Required work
**a)** Using the fellowship profile, explain in one to three sentences what the model funding program Eunice Mercado-Lara is developing is meant to accomplish.
**b)** According to the fellowship profile, in what month and year did Eunice Mercado-Lara begin the position?
**c)** Carry on the profile of Eunice Mercado-Lara from the point where it stops.

Eunice Mercado-Lara is the Open & Equitable Civic Science Fellow for the Open Research Funders Group (ORFG). In this new role, she works with traditionally marginalized researchers, philanthropies, and other stakeholders to develop and pilot a model funding program to make both the process of grantmaking and the resulting research outputs more transparent, equitable, and inclusive.
Eunice began the position in September 2021. The two-year fellowship is supported by the Burroughs Wellcome Fund, the Gordon & Betty Moore Foundation, and the Rita Allen Foundation. In addition to the ORFG, the Health Research Alliance will serve as a key enabler of this project. Mercado-Lara will be part of an incoming cohort of Civic Science Fellows across 21 host organizations.
As a Research Associate at the College of William and Mary in Williamsburg, Virginia, Eunice worked to improve transparency and collaboration with projects funded by USAID and the World Bank in Latin America. She then became an Open Government Researcher for the Center for Teaching and Research in Economics in Mexico City and the Center for Technology in Government at SUNY Albany. Eunice worked with provincial governments to develop platforms to make government processes more open. She worked on development of the first open research data repository in Latin America, the Information Bank for Applied Research in Social Sciences (BIAACS).

Excerpts from point annotation data
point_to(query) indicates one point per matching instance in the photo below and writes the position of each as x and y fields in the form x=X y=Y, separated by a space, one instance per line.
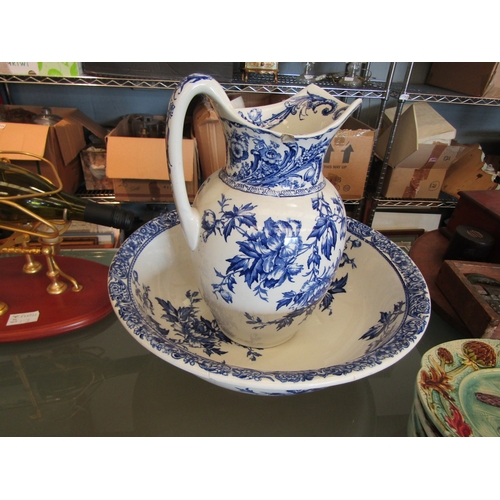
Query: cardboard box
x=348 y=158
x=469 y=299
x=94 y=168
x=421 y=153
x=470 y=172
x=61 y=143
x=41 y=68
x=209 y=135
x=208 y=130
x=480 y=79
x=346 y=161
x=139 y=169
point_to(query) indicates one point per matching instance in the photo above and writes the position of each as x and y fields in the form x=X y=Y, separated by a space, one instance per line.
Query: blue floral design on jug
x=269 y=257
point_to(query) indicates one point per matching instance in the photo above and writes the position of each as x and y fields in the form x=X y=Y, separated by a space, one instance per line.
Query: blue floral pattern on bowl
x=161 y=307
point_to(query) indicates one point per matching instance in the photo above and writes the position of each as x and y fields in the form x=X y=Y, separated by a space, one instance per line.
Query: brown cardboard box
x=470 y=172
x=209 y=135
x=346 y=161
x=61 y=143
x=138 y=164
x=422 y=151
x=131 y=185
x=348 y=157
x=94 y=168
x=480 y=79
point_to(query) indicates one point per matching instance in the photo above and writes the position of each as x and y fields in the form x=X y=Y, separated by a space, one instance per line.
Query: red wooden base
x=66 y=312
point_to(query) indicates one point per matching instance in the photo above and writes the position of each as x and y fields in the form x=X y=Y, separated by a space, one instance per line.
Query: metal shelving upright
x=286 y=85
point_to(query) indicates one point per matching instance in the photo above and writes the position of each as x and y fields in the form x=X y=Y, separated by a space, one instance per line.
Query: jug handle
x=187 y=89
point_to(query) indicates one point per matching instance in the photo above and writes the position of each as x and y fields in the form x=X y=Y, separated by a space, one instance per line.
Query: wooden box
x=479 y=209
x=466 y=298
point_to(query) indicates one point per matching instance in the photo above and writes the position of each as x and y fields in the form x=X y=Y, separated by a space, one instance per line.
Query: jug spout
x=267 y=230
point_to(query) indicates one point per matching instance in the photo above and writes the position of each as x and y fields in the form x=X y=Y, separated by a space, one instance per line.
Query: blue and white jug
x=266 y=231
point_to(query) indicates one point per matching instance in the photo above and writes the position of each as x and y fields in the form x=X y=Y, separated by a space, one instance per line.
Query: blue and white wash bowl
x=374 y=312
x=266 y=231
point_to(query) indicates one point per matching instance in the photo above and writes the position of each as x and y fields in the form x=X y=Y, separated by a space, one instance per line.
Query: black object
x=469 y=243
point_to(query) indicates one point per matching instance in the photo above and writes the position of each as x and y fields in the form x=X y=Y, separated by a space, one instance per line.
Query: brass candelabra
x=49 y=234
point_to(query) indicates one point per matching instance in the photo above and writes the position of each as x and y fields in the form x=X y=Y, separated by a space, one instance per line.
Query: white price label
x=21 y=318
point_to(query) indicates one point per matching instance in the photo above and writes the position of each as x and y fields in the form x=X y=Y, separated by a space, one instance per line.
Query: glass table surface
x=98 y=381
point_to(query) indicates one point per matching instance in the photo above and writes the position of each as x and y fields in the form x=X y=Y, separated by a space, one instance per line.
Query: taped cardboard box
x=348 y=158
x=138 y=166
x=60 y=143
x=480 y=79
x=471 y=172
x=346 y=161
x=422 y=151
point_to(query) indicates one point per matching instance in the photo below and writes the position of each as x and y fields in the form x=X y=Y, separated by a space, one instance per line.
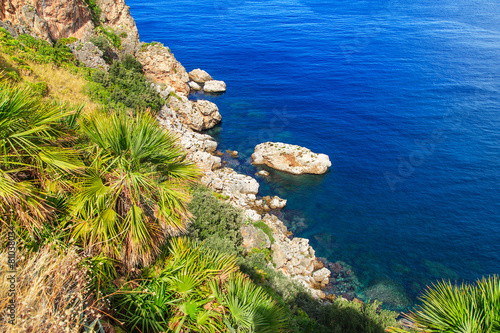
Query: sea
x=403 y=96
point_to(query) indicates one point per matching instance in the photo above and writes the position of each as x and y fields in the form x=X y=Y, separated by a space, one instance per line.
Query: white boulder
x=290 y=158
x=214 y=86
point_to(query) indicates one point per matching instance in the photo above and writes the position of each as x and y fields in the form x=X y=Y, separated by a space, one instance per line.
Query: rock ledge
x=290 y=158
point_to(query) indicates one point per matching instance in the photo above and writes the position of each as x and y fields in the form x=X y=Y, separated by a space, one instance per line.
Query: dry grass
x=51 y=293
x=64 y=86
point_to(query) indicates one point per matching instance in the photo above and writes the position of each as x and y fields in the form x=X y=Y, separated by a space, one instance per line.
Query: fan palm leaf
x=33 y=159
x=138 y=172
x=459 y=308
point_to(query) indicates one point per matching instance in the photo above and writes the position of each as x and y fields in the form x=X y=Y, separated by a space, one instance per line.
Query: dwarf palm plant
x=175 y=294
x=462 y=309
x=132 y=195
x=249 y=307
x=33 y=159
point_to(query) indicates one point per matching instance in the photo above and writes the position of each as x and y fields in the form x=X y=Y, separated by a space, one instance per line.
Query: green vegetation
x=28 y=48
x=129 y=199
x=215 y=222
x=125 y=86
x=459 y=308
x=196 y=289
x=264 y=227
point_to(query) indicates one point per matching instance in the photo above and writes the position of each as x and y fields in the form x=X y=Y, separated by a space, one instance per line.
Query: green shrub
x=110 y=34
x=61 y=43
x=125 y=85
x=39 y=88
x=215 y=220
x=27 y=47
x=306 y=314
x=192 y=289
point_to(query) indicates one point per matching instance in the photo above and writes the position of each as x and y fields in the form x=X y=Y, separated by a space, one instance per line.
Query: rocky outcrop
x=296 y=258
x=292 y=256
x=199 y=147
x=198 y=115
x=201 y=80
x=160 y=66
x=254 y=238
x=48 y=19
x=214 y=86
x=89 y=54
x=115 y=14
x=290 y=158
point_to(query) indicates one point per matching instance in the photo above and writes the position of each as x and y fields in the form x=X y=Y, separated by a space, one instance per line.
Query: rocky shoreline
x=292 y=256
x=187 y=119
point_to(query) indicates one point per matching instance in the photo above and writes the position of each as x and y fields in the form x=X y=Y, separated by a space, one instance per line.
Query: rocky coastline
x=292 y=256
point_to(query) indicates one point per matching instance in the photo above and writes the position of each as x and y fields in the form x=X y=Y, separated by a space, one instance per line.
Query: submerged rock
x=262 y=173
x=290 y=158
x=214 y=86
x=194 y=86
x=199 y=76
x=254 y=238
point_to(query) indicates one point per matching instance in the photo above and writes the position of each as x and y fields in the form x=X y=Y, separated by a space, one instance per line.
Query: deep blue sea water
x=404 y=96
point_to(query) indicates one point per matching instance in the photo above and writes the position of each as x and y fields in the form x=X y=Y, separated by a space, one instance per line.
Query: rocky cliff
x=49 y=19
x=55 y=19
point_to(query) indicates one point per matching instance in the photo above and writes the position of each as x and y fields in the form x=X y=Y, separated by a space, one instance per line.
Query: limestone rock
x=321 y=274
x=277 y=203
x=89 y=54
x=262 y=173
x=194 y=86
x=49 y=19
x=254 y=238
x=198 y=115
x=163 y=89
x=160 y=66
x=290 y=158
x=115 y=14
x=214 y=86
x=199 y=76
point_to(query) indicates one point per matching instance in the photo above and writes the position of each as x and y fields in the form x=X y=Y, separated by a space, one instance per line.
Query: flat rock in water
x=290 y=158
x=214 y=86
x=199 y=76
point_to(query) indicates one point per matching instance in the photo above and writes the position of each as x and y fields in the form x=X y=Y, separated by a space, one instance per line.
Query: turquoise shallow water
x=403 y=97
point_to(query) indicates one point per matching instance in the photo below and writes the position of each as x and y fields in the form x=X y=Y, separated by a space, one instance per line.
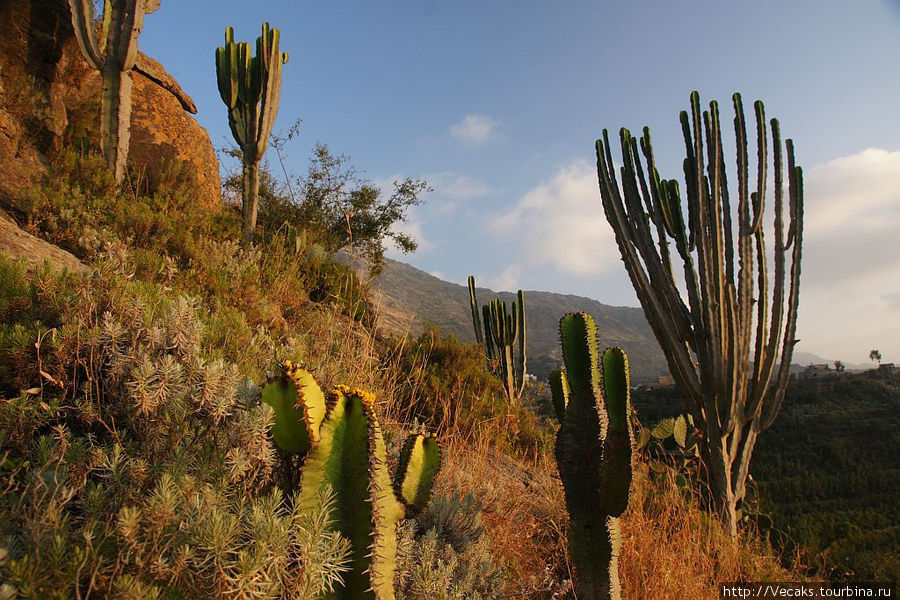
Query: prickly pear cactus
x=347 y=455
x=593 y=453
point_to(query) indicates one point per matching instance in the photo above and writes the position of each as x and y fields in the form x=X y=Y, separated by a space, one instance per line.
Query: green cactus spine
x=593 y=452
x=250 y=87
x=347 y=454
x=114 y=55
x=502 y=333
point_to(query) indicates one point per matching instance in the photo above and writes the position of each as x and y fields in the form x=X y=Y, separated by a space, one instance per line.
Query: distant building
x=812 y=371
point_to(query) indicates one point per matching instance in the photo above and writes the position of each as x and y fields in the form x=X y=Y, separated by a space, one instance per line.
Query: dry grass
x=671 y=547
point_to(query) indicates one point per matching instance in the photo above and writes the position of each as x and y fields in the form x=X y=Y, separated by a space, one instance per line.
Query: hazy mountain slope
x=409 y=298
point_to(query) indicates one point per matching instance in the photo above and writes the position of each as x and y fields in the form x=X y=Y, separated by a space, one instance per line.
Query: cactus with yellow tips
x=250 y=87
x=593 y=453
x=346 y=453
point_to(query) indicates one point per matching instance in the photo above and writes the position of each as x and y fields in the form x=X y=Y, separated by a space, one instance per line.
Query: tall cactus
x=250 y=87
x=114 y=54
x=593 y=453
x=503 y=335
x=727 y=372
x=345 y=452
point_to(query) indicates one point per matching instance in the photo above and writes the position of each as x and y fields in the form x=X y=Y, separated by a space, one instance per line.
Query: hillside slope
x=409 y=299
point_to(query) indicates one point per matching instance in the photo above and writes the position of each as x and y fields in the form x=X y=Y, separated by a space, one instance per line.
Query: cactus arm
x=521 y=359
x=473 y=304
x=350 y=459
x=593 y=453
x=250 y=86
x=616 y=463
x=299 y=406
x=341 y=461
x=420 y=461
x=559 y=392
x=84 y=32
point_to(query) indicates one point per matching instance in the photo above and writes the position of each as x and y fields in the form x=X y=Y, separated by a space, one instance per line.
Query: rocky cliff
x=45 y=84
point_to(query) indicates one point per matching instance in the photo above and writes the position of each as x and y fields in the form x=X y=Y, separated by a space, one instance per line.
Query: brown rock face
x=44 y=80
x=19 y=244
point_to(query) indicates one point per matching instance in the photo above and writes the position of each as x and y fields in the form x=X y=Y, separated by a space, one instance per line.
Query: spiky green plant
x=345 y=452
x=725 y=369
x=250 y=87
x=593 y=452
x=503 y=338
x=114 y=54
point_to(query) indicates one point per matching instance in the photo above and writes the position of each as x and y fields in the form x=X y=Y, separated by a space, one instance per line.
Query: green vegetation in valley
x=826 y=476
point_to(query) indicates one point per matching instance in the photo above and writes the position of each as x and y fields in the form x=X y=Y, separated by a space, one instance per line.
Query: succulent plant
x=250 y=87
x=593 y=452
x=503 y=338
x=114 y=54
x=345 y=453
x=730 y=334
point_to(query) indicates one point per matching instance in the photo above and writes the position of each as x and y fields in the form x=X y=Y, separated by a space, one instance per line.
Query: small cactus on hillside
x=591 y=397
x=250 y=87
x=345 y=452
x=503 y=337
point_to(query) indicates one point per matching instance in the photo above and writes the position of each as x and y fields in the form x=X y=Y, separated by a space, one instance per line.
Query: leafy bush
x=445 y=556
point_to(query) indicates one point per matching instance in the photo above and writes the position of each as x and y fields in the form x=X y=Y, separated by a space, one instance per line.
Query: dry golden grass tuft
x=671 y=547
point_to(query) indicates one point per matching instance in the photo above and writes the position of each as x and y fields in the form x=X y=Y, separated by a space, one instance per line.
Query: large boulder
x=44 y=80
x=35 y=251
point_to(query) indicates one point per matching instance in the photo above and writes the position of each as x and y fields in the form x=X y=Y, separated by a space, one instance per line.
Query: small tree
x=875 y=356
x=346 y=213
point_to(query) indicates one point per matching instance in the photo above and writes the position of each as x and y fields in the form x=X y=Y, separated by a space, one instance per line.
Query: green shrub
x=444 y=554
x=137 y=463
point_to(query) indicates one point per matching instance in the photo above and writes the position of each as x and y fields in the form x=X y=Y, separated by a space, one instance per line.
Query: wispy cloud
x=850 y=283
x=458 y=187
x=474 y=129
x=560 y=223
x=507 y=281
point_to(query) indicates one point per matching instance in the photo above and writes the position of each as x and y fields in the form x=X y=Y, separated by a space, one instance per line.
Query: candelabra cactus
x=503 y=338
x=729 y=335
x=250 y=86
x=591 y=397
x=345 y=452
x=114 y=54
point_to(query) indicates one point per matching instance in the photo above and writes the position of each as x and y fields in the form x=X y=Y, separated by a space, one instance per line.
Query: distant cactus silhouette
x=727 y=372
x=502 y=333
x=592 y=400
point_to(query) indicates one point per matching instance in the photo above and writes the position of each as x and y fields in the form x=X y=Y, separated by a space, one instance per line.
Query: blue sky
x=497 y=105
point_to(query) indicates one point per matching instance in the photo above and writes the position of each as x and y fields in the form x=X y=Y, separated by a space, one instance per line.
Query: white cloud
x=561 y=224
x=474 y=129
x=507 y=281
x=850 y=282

Written answers
**a)** The model funding program is meant to make both the grantmaking process and the research it produces more transparent, equitable, and inclusive. She is developing and piloting it with traditionally marginalized researchers, philanthropies, and other stakeholders.

**b)** September 2021.

**c)**
In 2015, Eunice became the Deputy Director for Science and Technology Policy with the Ministry of Science and Technology in Mexico with the charge of establishing a national open access repository. The position expanded to include building and implementing Mexico’s first Open Science Policy general guidelines, as well as overseeing projects to raise Open Science capacities, and as community manager, encouraged researchers in the country to engage open practices. She has more than eight years of experience in the public sector in science and technology policymaking. Most recently, she has been with a U.S. based startup connecting potential investors with technology collaborators in North America and advising on the responsible use and implementation of new technologies and their regulations. She has several peer-reviewed publications regarding Digital Government, Open Government Data, Open Science, and Open Innovation.
Eunice has been active in SPARC’s Open Con community. She holds a master’s degree in public policy from McGill University in Montreal, a bachelor’s degree in international relations from El Colegio de San Luis in Mexico, and master’s studies in international development cooperation from Instituto Mora Mexico City.
Eunice is based in Canada.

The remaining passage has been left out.